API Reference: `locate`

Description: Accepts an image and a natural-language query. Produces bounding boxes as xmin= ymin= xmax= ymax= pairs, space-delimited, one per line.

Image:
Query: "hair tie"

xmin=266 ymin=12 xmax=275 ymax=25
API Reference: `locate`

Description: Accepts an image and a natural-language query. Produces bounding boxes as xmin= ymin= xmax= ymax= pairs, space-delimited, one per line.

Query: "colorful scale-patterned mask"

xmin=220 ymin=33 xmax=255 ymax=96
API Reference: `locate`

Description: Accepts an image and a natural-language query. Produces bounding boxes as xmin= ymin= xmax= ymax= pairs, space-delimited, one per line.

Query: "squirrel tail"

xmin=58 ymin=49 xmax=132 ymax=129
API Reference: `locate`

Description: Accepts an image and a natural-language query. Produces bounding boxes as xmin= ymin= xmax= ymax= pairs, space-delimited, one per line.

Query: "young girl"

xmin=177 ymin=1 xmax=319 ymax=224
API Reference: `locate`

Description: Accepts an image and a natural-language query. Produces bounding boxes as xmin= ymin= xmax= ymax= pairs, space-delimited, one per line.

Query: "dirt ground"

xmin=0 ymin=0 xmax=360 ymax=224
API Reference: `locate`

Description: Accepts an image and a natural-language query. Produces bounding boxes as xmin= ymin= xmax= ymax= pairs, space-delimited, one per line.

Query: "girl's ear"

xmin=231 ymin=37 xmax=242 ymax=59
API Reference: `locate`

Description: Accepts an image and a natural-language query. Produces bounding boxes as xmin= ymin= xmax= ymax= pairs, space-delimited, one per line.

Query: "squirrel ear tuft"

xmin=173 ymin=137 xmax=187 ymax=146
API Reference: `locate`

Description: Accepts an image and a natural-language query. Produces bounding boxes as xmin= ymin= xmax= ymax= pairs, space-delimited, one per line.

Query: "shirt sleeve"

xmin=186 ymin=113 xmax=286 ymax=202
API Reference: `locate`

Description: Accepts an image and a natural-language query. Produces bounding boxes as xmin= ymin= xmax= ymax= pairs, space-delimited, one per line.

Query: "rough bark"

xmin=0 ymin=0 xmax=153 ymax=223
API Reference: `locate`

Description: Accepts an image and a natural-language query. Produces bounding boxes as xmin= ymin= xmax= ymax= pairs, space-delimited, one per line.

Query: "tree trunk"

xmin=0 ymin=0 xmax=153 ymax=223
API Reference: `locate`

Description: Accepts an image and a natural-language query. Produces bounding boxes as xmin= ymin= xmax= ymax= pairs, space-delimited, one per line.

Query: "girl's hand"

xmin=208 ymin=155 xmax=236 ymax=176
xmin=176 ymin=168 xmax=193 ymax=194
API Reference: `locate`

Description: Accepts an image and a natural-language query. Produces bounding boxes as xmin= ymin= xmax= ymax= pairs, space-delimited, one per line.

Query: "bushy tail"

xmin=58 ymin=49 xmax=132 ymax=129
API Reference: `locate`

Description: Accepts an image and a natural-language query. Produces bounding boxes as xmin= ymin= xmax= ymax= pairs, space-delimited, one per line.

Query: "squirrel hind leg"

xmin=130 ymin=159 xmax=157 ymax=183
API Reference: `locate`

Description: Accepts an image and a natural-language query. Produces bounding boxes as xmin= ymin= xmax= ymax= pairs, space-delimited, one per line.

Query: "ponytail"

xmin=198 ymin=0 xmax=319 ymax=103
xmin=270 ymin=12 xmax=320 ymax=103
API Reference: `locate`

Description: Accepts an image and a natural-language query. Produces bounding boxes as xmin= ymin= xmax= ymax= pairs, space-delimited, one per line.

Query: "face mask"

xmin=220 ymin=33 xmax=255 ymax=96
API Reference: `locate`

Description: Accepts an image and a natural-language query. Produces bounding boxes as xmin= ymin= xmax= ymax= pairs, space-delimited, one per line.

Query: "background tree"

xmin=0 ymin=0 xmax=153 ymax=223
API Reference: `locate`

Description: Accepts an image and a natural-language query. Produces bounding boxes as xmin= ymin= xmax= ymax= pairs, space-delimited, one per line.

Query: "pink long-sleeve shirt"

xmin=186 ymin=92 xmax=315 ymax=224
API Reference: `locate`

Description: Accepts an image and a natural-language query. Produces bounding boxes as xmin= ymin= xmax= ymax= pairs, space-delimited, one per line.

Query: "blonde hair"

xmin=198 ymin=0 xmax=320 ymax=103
+---+
● **Exercise task**
Update all of the rows above by swapping "natural-language query" for "plain-text prompt" wherever it occurs, and leave every other part of the rows as it is.

● **Full answer**
API Reference: `locate`

Description: Accepts an image and a plain-text prompt. Produces bounding boxes as xmin= ymin= xmax= ymax= pairs, space-delimited, one per line.

Image:
Query: "hair tie"

xmin=266 ymin=12 xmax=275 ymax=25
API Reference: `locate`

Description: Accepts an image and a plain-text prompt. Produces bounding boxes as xmin= ymin= xmax= ymax= pairs, space-delimited, one per line.

Query: "colorful scale-patterned mask"

xmin=220 ymin=33 xmax=255 ymax=96
API Reference: `locate`

Description: Accepts an image and a plain-text prompt. Produces bounding boxes as xmin= ymin= xmax= ymax= pairs, space-delimited, one per line.

Query: "squirrel tail"

xmin=58 ymin=49 xmax=132 ymax=129
API Reference: `locate`

Description: Accepts an image and a plain-text prompt. Produces bounding boxes as xmin= ymin= xmax= ymax= pairs, space-delimited, one per line.

Query: "young girl"

xmin=177 ymin=1 xmax=319 ymax=224
API Reference: `locate`

Description: Accepts an image and a plain-text prompt. Produces bounding boxes as xmin= ymin= xmax= ymax= pairs, space-delimited, one per line.

Query: "dirt ground"

xmin=0 ymin=0 xmax=360 ymax=224
API Reference: `locate`

Description: Accepts an image and a plain-text prompt. Produces bounding boxes as xmin= ymin= xmax= ymax= pairs, space-delimited, one per line.

Query: "girl's ear"

xmin=231 ymin=37 xmax=242 ymax=59
API Reference: `locate`

Description: Accepts an image and a plain-text prompt. Produces bounding boxes as xmin= ymin= xmax= ymax= pairs, space-delimited, one per line.

Query: "squirrel ear tuft"

xmin=173 ymin=137 xmax=187 ymax=146
API Reference: `locate`

Description: Accepts an image and a plain-text prompt. Produces bounding boxes as xmin= ymin= xmax= ymax= pairs, space-delimited, one per line.

Query: "shirt sleeve"

xmin=186 ymin=113 xmax=286 ymax=202
API Reference: `locate`

Description: Accepts an image and a plain-text prompt. Produces bounding boxes as xmin= ymin= xmax= ymax= pairs, space-delimited, one per line.

Query: "rough bark"

xmin=0 ymin=0 xmax=153 ymax=223
API Reference: `locate`

Description: Accepts an image and a plain-text prompt. Produces bounding boxes as xmin= ymin= xmax= ymax= pairs, space-delimited, one per line.

Query: "tree trunk"

xmin=0 ymin=0 xmax=153 ymax=223
API Reference: `locate`

Description: Accepts an image and a plain-text prompt. Produces bounding boxes as xmin= ymin= xmax= ymax= pairs, space-delimited, one per line.

Query: "girl's hand"

xmin=208 ymin=155 xmax=236 ymax=176
xmin=176 ymin=168 xmax=193 ymax=194
API Reference: `locate`

Description: Accepts an image and a plain-text prompt. Produces bounding boxes as xmin= ymin= xmax= ymax= pairs, space-delimited, one per line.

Query: "bushy tail"

xmin=58 ymin=49 xmax=132 ymax=129
API Reference: `locate`

Description: Accepts an image and a plain-text prompt. Produces bounding boxes as xmin= ymin= xmax= ymax= pairs, space-delimited, one per line.

Query: "squirrel hind leg"

xmin=130 ymin=159 xmax=157 ymax=183
API Reference: `locate`

Description: Accepts an image and a plain-text prompt. Produces bounding boxes as xmin= ymin= xmax= ymax= pairs, space-delimited, one per line.

Query: "ponytail"

xmin=198 ymin=0 xmax=319 ymax=103
xmin=270 ymin=12 xmax=320 ymax=103
API Reference: `locate`

Description: Accepts an image and a plain-text prompt. Produces bounding boxes as xmin= ymin= xmax= ymax= pairs, space-delimited, one per line.

Query: "face mask"

xmin=220 ymin=33 xmax=255 ymax=96
API Reference: `locate`

Description: Accepts an image and a plain-text prompt. Produces bounding boxes as xmin= ymin= xmax= ymax= pairs, space-delimited, one per line.

Query: "background tree"

xmin=0 ymin=0 xmax=153 ymax=223
API Reference: `locate`

Description: Accepts an image and a plain-text prompt. Produces bounding boxes as xmin= ymin= xmax= ymax= pairs, space-delimited, one per line.

Query: "pink long-sleeve shirt"

xmin=186 ymin=92 xmax=315 ymax=224
API Reference: `locate`

Description: Accepts an image and a plain-text prompt. Produces bounding boxes as xmin= ymin= xmax= ymax= pairs, space-delimited, one per line.

Query: "blonde hair"

xmin=198 ymin=0 xmax=320 ymax=103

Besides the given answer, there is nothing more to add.